• **WORK REQUEST**
Nothing in the listing below should change; retype it as is.

---+---

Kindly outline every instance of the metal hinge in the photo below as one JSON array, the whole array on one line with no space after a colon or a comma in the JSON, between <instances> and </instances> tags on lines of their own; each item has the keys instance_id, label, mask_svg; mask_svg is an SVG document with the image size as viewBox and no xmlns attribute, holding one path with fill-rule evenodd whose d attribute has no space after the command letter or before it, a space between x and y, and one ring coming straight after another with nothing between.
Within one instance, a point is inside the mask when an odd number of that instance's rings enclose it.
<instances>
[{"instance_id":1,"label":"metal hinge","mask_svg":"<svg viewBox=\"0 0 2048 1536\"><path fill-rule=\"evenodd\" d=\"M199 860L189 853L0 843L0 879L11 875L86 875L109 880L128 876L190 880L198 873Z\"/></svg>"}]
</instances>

---+---

• **TASK RESPONSE**
Kindly outline every instance of the metal hinge in the photo below as one JSON array, the whole array on one line with no space after a colon or a comma in the JSON, between <instances> and </instances> tags on lines of their own; each item has the keys instance_id, label, mask_svg; mask_svg is an SVG document with the image size as viewBox and no xmlns attribute, holding one path with fill-rule evenodd whose d attribute has no space after the command letter or before it, a space between x and y, and one ring coming straight after another with nothing between.
Within one instance, a point is inside the mask when an odd number of that instance's rings enclose it.
<instances>
[{"instance_id":1,"label":"metal hinge","mask_svg":"<svg viewBox=\"0 0 2048 1536\"><path fill-rule=\"evenodd\" d=\"M199 860L189 853L0 843L0 879L11 875L86 875L109 880L128 876L190 880L198 873Z\"/></svg>"}]
</instances>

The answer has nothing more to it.